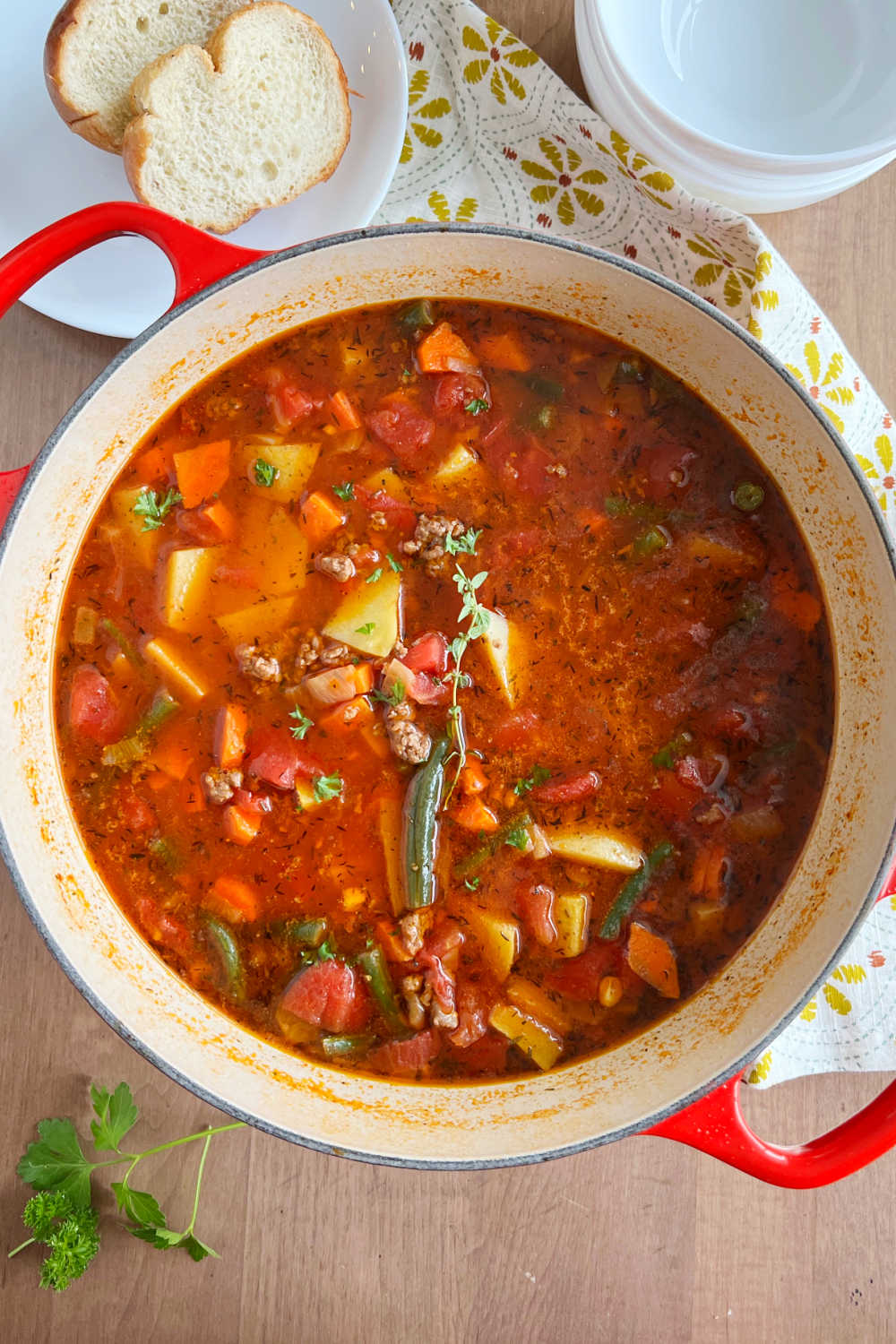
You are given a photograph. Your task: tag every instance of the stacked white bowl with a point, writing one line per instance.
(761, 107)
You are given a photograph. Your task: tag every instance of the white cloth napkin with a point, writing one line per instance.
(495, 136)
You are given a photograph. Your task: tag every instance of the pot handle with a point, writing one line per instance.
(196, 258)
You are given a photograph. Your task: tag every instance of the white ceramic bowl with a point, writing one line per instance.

AIM OF THE TASK: Put every line of the data above into a numbered list, skipping blank lines and leaving out the pictures.

ANSWER:
1. You are given a photograph. Your task: tag every instance of the stacked white bowl with a point, writing one line per instance.
2. (761, 107)
3. You are given a photograph. Your task: tag every instance of the white cloth napkin with a point, writing one line per instance.
4. (495, 136)
5. You are given a photograph. Your task: tag every instance of the pot handle with a point, writing one line per instance.
6. (196, 258)
7. You are given a photograph. Your task: tag every instance of the white ceramic bowl with a point, writing one line per instance.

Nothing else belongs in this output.